Goal: Pick out each line of the material that contains the word "cylinder" and copy those lines.

Begin Data entries

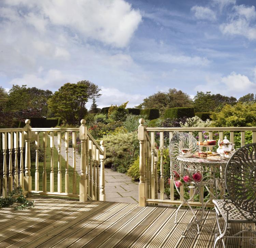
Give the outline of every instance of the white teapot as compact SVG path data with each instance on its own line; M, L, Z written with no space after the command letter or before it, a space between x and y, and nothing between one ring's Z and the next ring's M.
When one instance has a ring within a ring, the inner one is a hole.
M218 141L218 145L219 147L217 149L217 152L221 156L225 155L224 152L225 151L232 151L232 152L229 152L229 154L232 154L233 151L234 151L234 144L230 142L229 141L227 138L226 136L225 136L225 138L223 141L221 139L219 139Z

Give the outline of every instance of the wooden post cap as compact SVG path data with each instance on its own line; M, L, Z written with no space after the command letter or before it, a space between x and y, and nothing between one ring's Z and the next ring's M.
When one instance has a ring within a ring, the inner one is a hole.
M145 120L143 118L141 118L139 120L139 122L140 125L143 125L145 123Z
M85 125L85 123L86 123L86 121L84 119L82 119L80 121L80 122L81 122L81 124L82 125Z

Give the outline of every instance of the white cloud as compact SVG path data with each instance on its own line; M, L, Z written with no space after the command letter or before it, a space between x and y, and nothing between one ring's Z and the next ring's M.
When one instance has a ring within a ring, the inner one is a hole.
M133 107L141 103L146 96L140 94L130 94L120 91L116 88L105 88L102 86L101 93L102 96L96 99L99 107L110 106L112 104L120 105L129 101L128 107ZM90 103L87 104L87 108L90 106Z
M244 5L235 5L234 12L230 15L228 22L219 27L224 34L241 35L249 40L256 40L256 26L252 20L256 18L255 7Z
M39 71L42 70L42 68ZM45 75L40 76L33 74L25 74L21 77L16 78L10 84L18 85L26 85L28 87L38 87L40 89L57 90L59 87L68 82L76 82L81 77L76 75L65 73L57 70L50 70Z
M236 5L234 6L234 9L239 17L244 17L247 20L253 19L256 17L255 7L253 5L250 7L246 6L244 4Z
M206 77L205 79L207 82L205 85L198 85L195 87L195 90L210 91L213 93L223 92L225 96L237 97L256 90L255 83L251 82L247 76L234 72L226 76L208 76Z
M124 0L5 0L4 2L8 8L1 11L1 16L13 20L21 16L38 31L44 32L50 25L67 28L83 39L120 47L128 45L142 19L140 12ZM16 13L11 6L17 8ZM24 7L28 8L28 14L21 10Z
M205 66L210 63L207 58L198 56L191 57L180 54L158 53L138 53L137 55L140 59L145 61L182 64L185 67Z
M221 11L229 5L236 4L236 0L213 0L214 3L218 5Z
M216 15L214 12L209 8L197 5L193 6L191 11L195 13L195 16L198 19L215 20Z

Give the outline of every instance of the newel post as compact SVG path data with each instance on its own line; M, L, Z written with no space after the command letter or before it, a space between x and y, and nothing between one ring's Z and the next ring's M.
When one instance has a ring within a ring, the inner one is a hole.
M32 177L30 174L30 142L32 136L30 130L31 127L29 124L30 120L25 121L25 128L28 129L27 131L24 131L24 138L25 140L25 176L24 177L24 188L25 191L28 191L29 194L30 191L32 190Z
M138 127L138 138L140 141L140 183L139 184L139 205L146 206L146 186L145 181L145 120L140 119L140 126Z
M81 120L81 126L79 128L79 138L81 140L81 176L79 182L79 201L87 201L87 179L86 179L86 143L87 140L86 121Z
M106 201L105 193L105 159L106 158L106 148L104 146L104 141L100 142L100 148L103 151L103 154L100 154L100 201Z

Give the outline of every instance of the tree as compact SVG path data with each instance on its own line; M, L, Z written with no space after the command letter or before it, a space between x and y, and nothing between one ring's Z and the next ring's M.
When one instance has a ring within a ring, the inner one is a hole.
M204 93L202 91L197 91L194 98L195 112L210 112L215 108L215 101L212 99L211 91Z
M175 107L191 106L193 102L190 97L181 90L169 89L168 92L158 92L143 100L136 107L139 108L157 108L161 115L167 108Z
M98 109L97 107L98 105L96 104L96 100L95 98L93 99L93 103L91 105L91 108L89 112L91 114L97 114L98 112Z
M221 110L226 104L231 105L237 103L237 99L233 97L227 97L220 94L211 94L211 91L204 93L197 91L194 98L195 112L211 112Z
M29 109L31 105L31 99L26 86L13 85L9 91L5 112L17 112Z
M101 89L99 88L98 85L88 80L80 81L77 82L77 84L83 84L87 86L86 93L88 99L97 98L101 96L101 94L99 93Z
M239 102L233 106L227 104L219 113L213 113L211 117L215 127L254 127L256 103Z
M30 98L30 107L36 110L38 116L46 116L48 111L47 101L53 92L49 90L44 90L35 87L28 88L27 91Z
M8 100L8 94L5 89L0 86L0 111L5 108Z
M55 92L48 100L48 107L55 116L68 124L78 123L86 114L87 86L68 83Z
M240 97L238 100L238 101L242 103L252 103L255 102L256 100L256 94L254 98L254 94L253 93L249 93Z

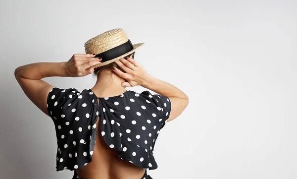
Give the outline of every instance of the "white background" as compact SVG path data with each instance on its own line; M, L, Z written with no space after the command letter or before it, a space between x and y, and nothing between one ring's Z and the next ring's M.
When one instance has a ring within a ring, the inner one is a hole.
M122 28L148 73L187 94L160 132L160 179L297 179L296 0L16 0L0 4L1 179L71 179L55 171L53 123L23 93L18 66L68 60ZM96 79L46 78L60 88ZM141 87L128 88L140 92Z

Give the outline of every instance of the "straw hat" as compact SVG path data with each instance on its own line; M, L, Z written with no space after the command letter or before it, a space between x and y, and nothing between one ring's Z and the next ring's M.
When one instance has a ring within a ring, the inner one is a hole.
M101 57L101 63L91 66L99 67L110 63L134 52L144 43L132 45L122 29L114 29L92 38L85 43L87 54Z

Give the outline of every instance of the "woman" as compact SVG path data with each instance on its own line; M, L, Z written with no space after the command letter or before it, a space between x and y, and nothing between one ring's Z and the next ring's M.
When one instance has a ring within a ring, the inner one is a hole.
M15 69L25 94L53 121L56 171L74 170L73 179L151 179L146 169L157 167L153 152L160 130L189 103L182 91L145 71L134 60L143 43L132 45L127 40L123 29L113 29L87 41L86 54L74 54L68 61ZM96 83L82 91L42 80L93 73ZM137 85L159 95L125 89Z

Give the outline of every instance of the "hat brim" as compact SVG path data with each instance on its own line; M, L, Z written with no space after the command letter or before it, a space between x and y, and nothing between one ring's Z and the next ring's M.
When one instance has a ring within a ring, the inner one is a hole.
M140 47L142 46L144 44L145 44L144 43L139 43L139 44L134 44L132 45L133 46L133 49L132 49L131 51L129 51L127 53L126 53L125 54L123 54L119 57L117 57L116 58L113 59L111 59L110 60L108 61L104 61L102 63L98 63L97 64L95 64L95 65L93 65L90 66L90 68L94 68L95 67L98 67L99 66L104 66L105 65L107 64L113 62L113 61L115 61L115 60L120 60L121 59L122 59L123 58L130 55L132 53L133 53L133 52L135 52L135 51L138 49L139 48L140 48Z

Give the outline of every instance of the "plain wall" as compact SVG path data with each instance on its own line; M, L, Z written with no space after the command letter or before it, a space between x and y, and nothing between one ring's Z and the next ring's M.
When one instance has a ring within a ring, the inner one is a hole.
M14 76L68 60L121 28L135 60L190 103L161 131L154 179L297 178L296 0L16 0L0 2L1 179L71 179L55 171L53 123ZM96 79L50 77L59 88ZM140 92L142 87L128 88Z

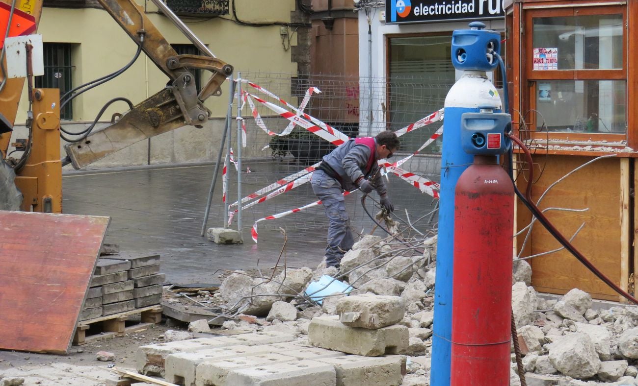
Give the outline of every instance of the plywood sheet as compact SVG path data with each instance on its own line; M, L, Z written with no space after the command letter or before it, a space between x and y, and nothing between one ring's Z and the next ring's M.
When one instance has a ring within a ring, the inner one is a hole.
M532 187L535 200L538 200L553 182L592 159L592 157L550 155L547 166L538 182ZM538 159L537 162L544 160ZM623 221L623 204L621 160L616 158L596 161L570 175L553 187L540 202L542 210L549 207L572 209L588 208L585 212L549 211L547 218L568 239L583 222L585 226L573 243L601 271L619 285L627 285L628 264L626 255L628 246L625 232L628 231ZM524 191L524 183L519 184ZM521 224L519 224L520 226ZM530 253L540 254L560 247L558 241L540 224L531 234ZM561 250L530 261L532 285L537 290L564 294L572 288L590 292L594 297L618 300L618 295L590 272L575 257Z
M0 211L0 348L68 352L108 221Z

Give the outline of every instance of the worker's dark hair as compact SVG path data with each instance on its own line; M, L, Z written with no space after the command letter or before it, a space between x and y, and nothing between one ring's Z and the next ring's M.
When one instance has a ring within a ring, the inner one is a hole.
M385 147L392 150L398 150L401 147L399 137L392 130L382 131L376 134L376 144L379 146L385 145Z

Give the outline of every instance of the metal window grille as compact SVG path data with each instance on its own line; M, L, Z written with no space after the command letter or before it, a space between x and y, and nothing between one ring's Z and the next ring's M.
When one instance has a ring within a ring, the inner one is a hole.
M202 55L202 52L192 44L172 44L170 45L177 55ZM193 73L195 78L195 87L197 94L202 90L202 70L193 70L188 68Z
M71 48L68 43L44 43L44 75L35 77L36 87L59 89L60 96L73 88ZM61 119L73 119L72 105L68 103L60 111Z

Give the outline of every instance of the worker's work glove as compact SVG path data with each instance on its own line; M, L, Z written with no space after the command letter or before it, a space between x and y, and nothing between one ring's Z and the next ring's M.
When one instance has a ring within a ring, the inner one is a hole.
M372 185L370 184L370 183L368 182L367 180L365 178L361 178L361 180L359 180L359 183L357 183L357 185L359 187L359 189L360 189L361 191L365 193L366 194L369 194L370 193L372 193L372 190L373 188L372 187Z
M390 197L388 195L381 196L381 206L385 210L389 213L394 210L394 205L392 205L392 202L390 201Z

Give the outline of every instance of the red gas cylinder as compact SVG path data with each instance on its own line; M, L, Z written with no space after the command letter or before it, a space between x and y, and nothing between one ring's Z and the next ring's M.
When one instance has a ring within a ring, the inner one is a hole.
M475 157L454 206L451 385L508 386L514 187L496 157Z

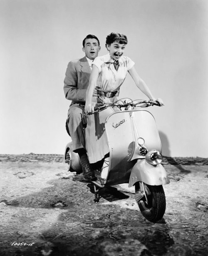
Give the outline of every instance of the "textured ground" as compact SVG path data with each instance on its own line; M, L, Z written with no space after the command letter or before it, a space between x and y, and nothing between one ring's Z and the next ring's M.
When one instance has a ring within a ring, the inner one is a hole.
M94 203L62 155L0 155L0 255L207 256L208 159L164 160L166 209L154 224L127 184Z

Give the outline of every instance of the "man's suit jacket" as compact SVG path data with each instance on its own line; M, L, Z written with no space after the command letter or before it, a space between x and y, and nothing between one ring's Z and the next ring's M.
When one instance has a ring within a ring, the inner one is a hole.
M64 91L72 104L85 103L91 70L85 57L74 60L68 65L64 80Z

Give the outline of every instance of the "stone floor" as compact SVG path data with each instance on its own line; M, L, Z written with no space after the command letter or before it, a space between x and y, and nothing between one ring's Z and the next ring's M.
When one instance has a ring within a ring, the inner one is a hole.
M164 218L146 220L134 188L93 186L62 155L0 155L0 255L208 255L208 159L165 157Z

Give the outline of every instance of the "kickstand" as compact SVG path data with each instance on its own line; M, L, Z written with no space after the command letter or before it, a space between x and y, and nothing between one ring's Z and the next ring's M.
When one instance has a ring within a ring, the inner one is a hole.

End Data entries

Correct response:
Give the outline of every instance of the red gas cylinder as compact SVG path data with each instance on its own line; M, L, Z written with no space after the command letter or before it, a space between x and y, and nothing between one ring's Z and the next ring's M.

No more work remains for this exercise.